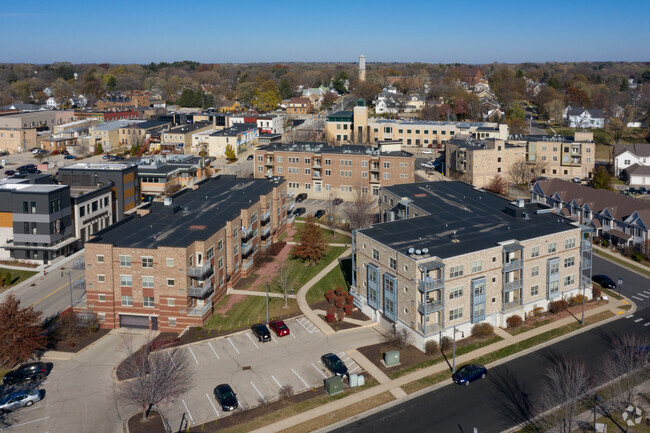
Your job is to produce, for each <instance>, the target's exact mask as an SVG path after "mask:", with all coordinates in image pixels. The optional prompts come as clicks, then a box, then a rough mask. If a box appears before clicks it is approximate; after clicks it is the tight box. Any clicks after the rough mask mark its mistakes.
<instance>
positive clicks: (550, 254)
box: [351, 181, 593, 350]
mask: <svg viewBox="0 0 650 433" xmlns="http://www.w3.org/2000/svg"><path fill="white" fill-rule="evenodd" d="M380 194H381V204H380V218H381V221H384V223H380V224H375V225H374V226H373V227H371V228H367V229H362V230H357V231H355V232H354V235H353V240H352V242H353V260H354V263H353V269H354V273H353V284H352V289H351V294H353V296H354V297H355V304H356V305H357V306H358V307H359V308H360V309H361V310H362V311H363V312H364V313H365V314H366V315H368V316H369V317H371V318H372V319H374V320H375V321H377V322H378V323H380V324H383V325H385V326H387V327H392V326H393V325H395V326H396V327H397V328H398V329H402V328H403V329H406V330H407V331H408V332H409V334H410V335H411V337H412V339H413V341H414V343H415V344H416V345H417V346H418V347H419V348H420V349H422V350H424V346H425V344H426V342H427V341H428V340H435V341H438V339H439V338H440V335H446V336H448V337H453V332H454V329H458V330H459V331H461V332H463V333H464V334H465V335H470V333H471V328H472V326H473V325H474V324H476V323H480V322H488V323H490V324H492V325H493V326H505V324H506V319H507V318H508V317H510V316H512V315H514V314H517V315H519V316H521V317H524V316H525V314H526V313H528V312H530V311H531V310H533V309H534V308H538V307H539V308H547V307H548V305H549V302H550V301H553V300H558V299H562V298H566V297H569V296H573V295H575V294H578V293H583V289H584V290H587V289H589V290H588V291H587V292H586V293H587V295H588V296H591V290H590V289H591V239H590V238H591V236H592V234H593V233H592V232H593V231H592V229H590V228H588V227H586V226H581V225H580V224H578V223H577V222H574V221H572V220H569V219H566V218H563V217H561V216H558V215H556V214H553V213H552V212H551V209H549V208H547V207H546V206H541V205H539V204H537V203H524V201H523V200H520V201H517V202H509V201H508V200H506V199H504V198H502V197H499V196H497V195H495V194H492V193H489V192H485V191H482V190H478V189H475V188H474V187H472V186H471V185H468V184H466V183H463V182H458V181H451V182H444V181H439V182H426V183H415V184H408V185H395V186H391V187H387V188H382V190H381V192H380Z"/></svg>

» INSTRUCTIONS FOR THE TASK: Reproduce every line of the listing above verbatim, omitting the picture.

» SOLUTION FOR THIS EXERCISE:
Your job is to produce, for each <instance>, the target's exact mask as an SVG path after "mask:", with all coordinates in image pixels. The optional prompts come as clicks, then a box, then a rough mask. If a box appears before clicks it is approximate; after clicks it is the tight box. Any clicks after the rough mask mark its mistakes.
<instance>
positive clicks: (550, 254)
box: [351, 181, 593, 350]
mask: <svg viewBox="0 0 650 433" xmlns="http://www.w3.org/2000/svg"><path fill="white" fill-rule="evenodd" d="M380 194H381V204H380V218H381V221H384V223H380V224H375V225H374V226H373V227H371V228H367V229H362V230H357V231H355V232H354V235H353V240H352V242H353V260H354V263H353V269H354V273H353V284H352V289H351V294H353V296H354V297H355V304H356V305H357V306H358V307H359V308H360V309H361V310H362V311H363V312H364V313H365V314H366V315H368V316H369V317H371V318H372V319H374V320H375V321H377V322H378V323H380V324H383V325H385V326H387V327H392V326H393V325H395V326H396V327H397V328H398V329H402V328H403V329H406V330H407V331H408V332H409V334H410V335H411V337H412V339H413V341H414V343H415V344H416V345H417V346H418V347H419V348H420V349H422V350H424V346H425V344H426V342H427V341H428V340H435V341H438V339H439V338H440V335H446V336H448V337H453V332H454V329H458V330H459V331H461V332H463V333H464V334H465V335H470V333H471V328H472V326H473V325H474V324H476V323H480V322H488V323H490V324H492V325H493V326H505V324H506V319H507V318H508V317H510V316H512V315H514V314H517V315H519V316H521V317H524V316H525V314H526V313H528V312H530V311H531V310H533V309H534V308H538V307H539V308H547V307H548V305H549V302H550V301H553V300H558V299H562V298H566V297H569V296H573V295H575V294H578V293H583V289H584V290H587V289H589V290H588V291H587V292H586V293H587V295H588V296H591V290H590V289H591V239H590V238H591V236H592V234H593V233H592V232H593V231H592V229H590V228H588V227H586V226H581V225H580V224H578V223H577V222H574V221H572V220H569V219H566V218H563V217H561V216H558V215H556V214H553V213H552V212H551V209H549V208H547V207H546V206H541V205H539V204H537V203H524V201H523V200H520V201H517V202H509V201H508V200H506V199H504V198H502V197H499V196H497V195H495V194H492V193H489V192H485V191H482V190H478V189H475V188H474V187H472V186H471V185H468V184H466V183H463V182H458V181H451V182H444V181H439V182H426V183H415V184H408V185H395V186H391V187H387V188H382V190H381V192H380Z"/></svg>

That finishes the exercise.